“Gros” n’est pas un gros mot

Posted by on septembre 4, 2019 in Essai | 0 comments

« Gros » n’est pas un gros mot. Chroniques d’une discrimination ordinaire

Essai de Daria Marx et Eva Perez-Bello
Flammarion, coll. « Librio », 2018 (121 pages)
Présentation de la maison d’édition
L
e collectif Gras politique 

Comment s’exprime la grossophobie (« ensemble des attitudes hostiles et discriminantes à l’égard des personnes en surpoids ») au quotidien dans la société actuelle ? Quels effets produit-elle ? C’est que ce qu’exposent de manière très concrète Daria Marx et Eva Perez-Bello, membres du collectif Gras politique, auteures de ce petit livre efficace aux courts chapitres thématiques.
Elles montrent de quelle manière la grossophobie entrave l’accès des personne grosses au travail, à la contraception, à la PMA, à certains examens médicaux, aux espaces où l’hostilité et les commentaires sont particulièrement présents et pénibles (piscine, restaurants de fast-food…), aux transports en commun, aux vêtements… Elle entraîne des retards de diagnostic (notamment concernent les troubles du comportement alimentaires, les troubles psychiatriques, le cancer, l’endocardite), des suicides (notamment dans le cadre du harcèlement scolaire et sans doute en cas de chirurgies bariatriques – visant à restreindre le volume de nourriture ingérée – considérées comme des échecs).

### Entrées extraites
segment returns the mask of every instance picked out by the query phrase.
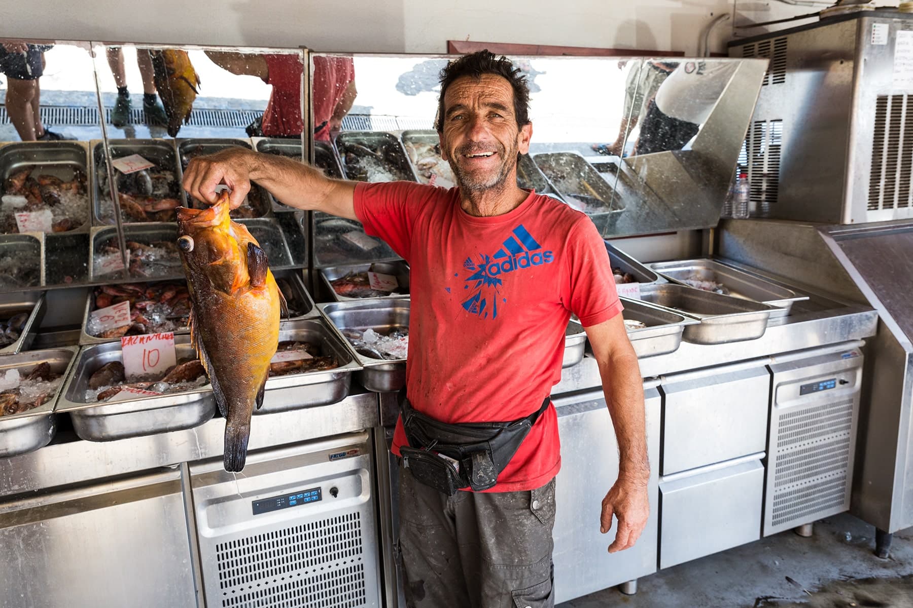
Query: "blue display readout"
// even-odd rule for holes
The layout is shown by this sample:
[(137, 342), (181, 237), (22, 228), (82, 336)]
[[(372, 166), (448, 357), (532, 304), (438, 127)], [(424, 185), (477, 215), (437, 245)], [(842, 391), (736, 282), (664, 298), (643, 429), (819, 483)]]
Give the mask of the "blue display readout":
[(302, 489), (299, 492), (283, 494), (282, 496), (273, 496), (268, 499), (254, 500), (250, 503), (254, 510), (254, 515), (268, 513), (269, 511), (297, 507), (299, 505), (310, 504), (323, 500), (323, 494), (320, 488), (310, 488)]
[(812, 382), (807, 385), (803, 385), (799, 387), (800, 395), (808, 395), (810, 393), (817, 393), (823, 390), (830, 390), (837, 386), (836, 378), (829, 378), (827, 380), (819, 380), (818, 382)]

### Consigne
Reprenez le compte rendu de l'essai sur la grossophobie et prolongez-le à partir de sa dernière phrase. Les enregistrements proviennent d'une autre source.

### Réponse
Au travers d’anecdotes et de témoignages, et chiffres à l’appui, elles invitent à prendre conscience de l’enfer que la grossophobie fait vivre à environ 1 personne sur 6 (12 millions de Français·es sont concerné·es).
Alors que la « responsabilité » de l’obésité incombe dans l’imaginaire collectif aux personnes obèses, auxquelles on prête un manque de volonté, les auteures pointent la pauvreté, facteur souvent oublié, la génétique, et… la grossophobie. Car la pression autour de la nourriture, le dénigrement, l’humiliation, les normes écrasantes de minceur, l’infantilisation, l’hostilité, le harcèlement scolaire, les discriminations sont le terreau de la mauvaise estime de soi, de difficultés financières et sociales, et de troubles du comportement alimentaire. Quant aux régimes restrictifs préconisés, ils sont connus pour dérégler le fonctionnement du corps et entraîner, après la perte de poids, une prise en poids supérieure.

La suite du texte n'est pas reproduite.